[Start of Attachment]
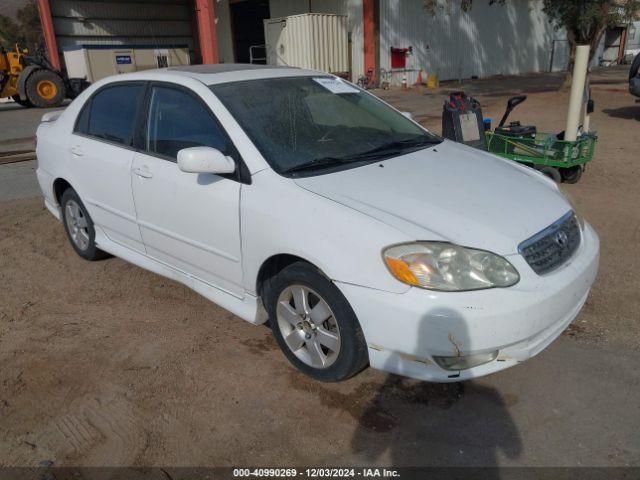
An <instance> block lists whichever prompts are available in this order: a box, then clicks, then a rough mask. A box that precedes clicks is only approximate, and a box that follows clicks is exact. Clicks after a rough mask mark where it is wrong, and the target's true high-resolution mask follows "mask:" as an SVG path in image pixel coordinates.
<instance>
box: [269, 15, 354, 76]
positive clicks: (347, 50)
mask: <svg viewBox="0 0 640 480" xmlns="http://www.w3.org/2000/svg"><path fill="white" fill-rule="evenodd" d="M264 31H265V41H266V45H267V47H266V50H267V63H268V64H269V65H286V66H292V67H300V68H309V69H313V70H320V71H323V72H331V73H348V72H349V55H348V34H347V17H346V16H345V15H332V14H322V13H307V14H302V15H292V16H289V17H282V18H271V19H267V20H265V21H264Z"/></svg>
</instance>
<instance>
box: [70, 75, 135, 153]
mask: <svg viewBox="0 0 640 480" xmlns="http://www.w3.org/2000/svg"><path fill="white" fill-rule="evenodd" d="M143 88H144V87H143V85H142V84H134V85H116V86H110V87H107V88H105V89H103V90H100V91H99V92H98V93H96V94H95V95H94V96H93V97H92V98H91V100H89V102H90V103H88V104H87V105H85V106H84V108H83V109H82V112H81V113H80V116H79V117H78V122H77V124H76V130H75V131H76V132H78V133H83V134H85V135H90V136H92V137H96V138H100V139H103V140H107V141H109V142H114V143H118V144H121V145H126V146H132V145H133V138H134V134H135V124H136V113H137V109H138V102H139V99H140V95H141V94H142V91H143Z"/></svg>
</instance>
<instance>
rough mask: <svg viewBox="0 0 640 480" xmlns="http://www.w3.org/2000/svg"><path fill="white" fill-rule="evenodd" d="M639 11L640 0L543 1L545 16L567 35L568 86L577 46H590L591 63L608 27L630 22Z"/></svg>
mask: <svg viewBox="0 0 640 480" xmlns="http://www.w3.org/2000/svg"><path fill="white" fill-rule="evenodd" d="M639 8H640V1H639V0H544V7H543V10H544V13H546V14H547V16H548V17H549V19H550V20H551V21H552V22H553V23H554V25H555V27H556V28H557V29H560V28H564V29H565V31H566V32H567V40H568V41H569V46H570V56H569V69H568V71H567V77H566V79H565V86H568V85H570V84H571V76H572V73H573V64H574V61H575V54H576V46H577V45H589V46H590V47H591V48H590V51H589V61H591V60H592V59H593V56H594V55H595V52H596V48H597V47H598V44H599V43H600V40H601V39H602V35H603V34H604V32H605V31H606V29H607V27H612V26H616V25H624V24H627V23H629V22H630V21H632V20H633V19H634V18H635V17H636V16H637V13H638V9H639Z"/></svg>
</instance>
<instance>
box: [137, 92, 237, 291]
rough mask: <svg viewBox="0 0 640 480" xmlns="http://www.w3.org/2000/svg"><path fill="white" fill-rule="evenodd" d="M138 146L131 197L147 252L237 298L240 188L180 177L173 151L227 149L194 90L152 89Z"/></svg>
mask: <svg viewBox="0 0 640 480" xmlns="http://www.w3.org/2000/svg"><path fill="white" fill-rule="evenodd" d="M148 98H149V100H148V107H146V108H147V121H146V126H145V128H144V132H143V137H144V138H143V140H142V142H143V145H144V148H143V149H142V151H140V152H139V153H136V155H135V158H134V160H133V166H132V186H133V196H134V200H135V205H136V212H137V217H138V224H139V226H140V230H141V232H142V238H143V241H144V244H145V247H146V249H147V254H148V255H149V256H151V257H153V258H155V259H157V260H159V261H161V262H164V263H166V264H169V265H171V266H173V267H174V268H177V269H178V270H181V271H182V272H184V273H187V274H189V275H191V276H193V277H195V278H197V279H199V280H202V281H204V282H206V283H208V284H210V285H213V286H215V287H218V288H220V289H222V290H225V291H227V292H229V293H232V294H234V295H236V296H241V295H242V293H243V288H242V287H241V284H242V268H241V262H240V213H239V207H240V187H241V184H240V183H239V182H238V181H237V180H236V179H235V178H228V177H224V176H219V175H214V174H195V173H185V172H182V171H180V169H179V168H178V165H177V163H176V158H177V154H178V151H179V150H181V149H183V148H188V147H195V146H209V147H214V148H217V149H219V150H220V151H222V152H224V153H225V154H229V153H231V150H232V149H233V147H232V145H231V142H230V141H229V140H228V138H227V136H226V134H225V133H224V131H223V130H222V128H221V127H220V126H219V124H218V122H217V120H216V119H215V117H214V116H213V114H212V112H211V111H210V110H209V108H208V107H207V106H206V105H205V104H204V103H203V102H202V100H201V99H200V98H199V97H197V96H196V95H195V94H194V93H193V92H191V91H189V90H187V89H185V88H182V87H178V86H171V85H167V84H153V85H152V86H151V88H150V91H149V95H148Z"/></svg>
[End of Attachment]
# REQUIRED WORK
Output every line of the records exactly, excluding all pictures.

# EXERCISE RESULT
An <instance> block lists whichever prompts are available in this order: a box, then clicks, then a rough mask. A box that precedes clicks is only approximate, and a box that follows clicks is exact. Clicks after a rough mask mark where it is wrong, and the target's true high-resolution mask follows "mask:" as an SVG path in image pixel coordinates.
<instance>
box: [269, 15, 354, 76]
positive clicks: (347, 50)
mask: <svg viewBox="0 0 640 480" xmlns="http://www.w3.org/2000/svg"><path fill="white" fill-rule="evenodd" d="M264 31H265V41H266V45H267V47H266V50H267V63H268V64H269V65H286V66H292V67H300V68H309V69H313V70H320V71H323V72H331V73H348V72H349V55H348V34H347V17H346V16H345V15H332V14H322V13H307V14H302V15H292V16H289V17H282V18H271V19H267V20H265V21H264Z"/></svg>
</instance>
<instance>
box: [70, 75, 135, 153]
mask: <svg viewBox="0 0 640 480" xmlns="http://www.w3.org/2000/svg"><path fill="white" fill-rule="evenodd" d="M143 88H144V87H143V85H142V84H134V85H116V86H110V87H107V88H105V89H103V90H100V91H99V92H98V93H96V94H95V95H94V96H93V97H92V98H91V100H89V102H90V103H88V104H87V105H85V106H84V108H83V109H82V112H81V113H80V116H79V117H78V122H77V124H76V130H75V131H76V132H78V133H83V134H85V135H90V136H92V137H96V138H100V139H103V140H107V141H109V142H114V143H118V144H121V145H126V146H132V145H133V138H134V134H135V124H136V113H137V109H138V102H139V99H140V95H141V94H142V91H143Z"/></svg>
</instance>
<instance>
rough mask: <svg viewBox="0 0 640 480" xmlns="http://www.w3.org/2000/svg"><path fill="white" fill-rule="evenodd" d="M639 11L640 0L543 1L545 16L567 35L568 86L577 46H590L591 63L608 27L630 22Z"/></svg>
mask: <svg viewBox="0 0 640 480" xmlns="http://www.w3.org/2000/svg"><path fill="white" fill-rule="evenodd" d="M639 8H640V1H639V0H544V7H543V10H544V13H546V14H547V16H548V17H549V19H550V20H551V21H552V22H553V23H554V25H555V27H556V28H557V29H560V28H564V29H565V31H566V32H567V40H568V41H569V46H570V56H569V69H568V71H567V77H566V79H565V86H568V85H570V84H571V76H572V73H573V64H574V61H575V54H576V46H577V45H589V46H590V47H591V48H590V51H589V61H591V60H592V59H593V56H594V55H595V52H596V48H597V47H598V44H599V43H600V40H601V39H602V35H603V34H604V32H605V31H606V29H607V27H612V26H616V25H624V24H627V23H629V22H630V21H632V20H633V19H634V18H635V17H636V16H637V13H638V9H639Z"/></svg>
</instance>
<instance>
box: [137, 92, 237, 291]
rough mask: <svg viewBox="0 0 640 480" xmlns="http://www.w3.org/2000/svg"><path fill="white" fill-rule="evenodd" d="M138 146L131 197L147 252L237 298L240 188L180 177L173 151L227 149L194 90L152 89Z"/></svg>
mask: <svg viewBox="0 0 640 480" xmlns="http://www.w3.org/2000/svg"><path fill="white" fill-rule="evenodd" d="M148 98H149V100H148V107H146V108H147V121H146V126H145V128H144V132H143V137H144V138H143V140H142V142H143V145H144V148H143V149H142V151H140V152H139V153H136V155H135V158H134V160H133V166H132V186H133V196H134V200H135V205H136V212H137V217H138V224H139V226H140V230H141V232H142V238H143V241H144V244H145V247H146V249H147V254H148V255H149V256H151V257H153V258H155V259H157V260H159V261H161V262H164V263H166V264H169V265H171V266H173V267H174V268H177V269H178V270H181V271H182V272H184V273H187V274H189V275H191V276H193V277H195V278H197V279H199V280H202V281H204V282H206V283H208V284H210V285H213V286H215V287H218V288H220V289H222V290H225V291H227V292H229V293H232V294H234V295H236V296H241V295H242V293H243V288H242V287H241V284H242V268H241V262H240V213H239V207H240V187H241V184H240V183H239V182H238V181H237V180H236V179H235V178H228V177H224V176H219V175H214V174H195V173H185V172H182V171H180V169H179V168H178V165H177V163H176V158H177V154H178V151H179V150H181V149H183V148H188V147H195V146H209V147H214V148H217V149H219V150H220V151H222V152H224V153H225V154H229V153H231V150H232V149H233V147H232V145H231V142H230V141H229V140H228V138H227V136H226V134H225V133H224V131H223V130H222V128H221V127H220V126H219V124H218V122H217V120H216V119H215V117H214V116H213V114H212V112H211V111H210V110H209V108H208V107H207V106H206V105H205V104H204V103H203V102H202V100H201V99H200V98H199V97H197V96H196V95H195V94H194V93H193V92H191V91H189V90H187V89H185V88H182V87H178V86H171V85H167V84H153V85H152V86H151V88H150V91H149V95H148Z"/></svg>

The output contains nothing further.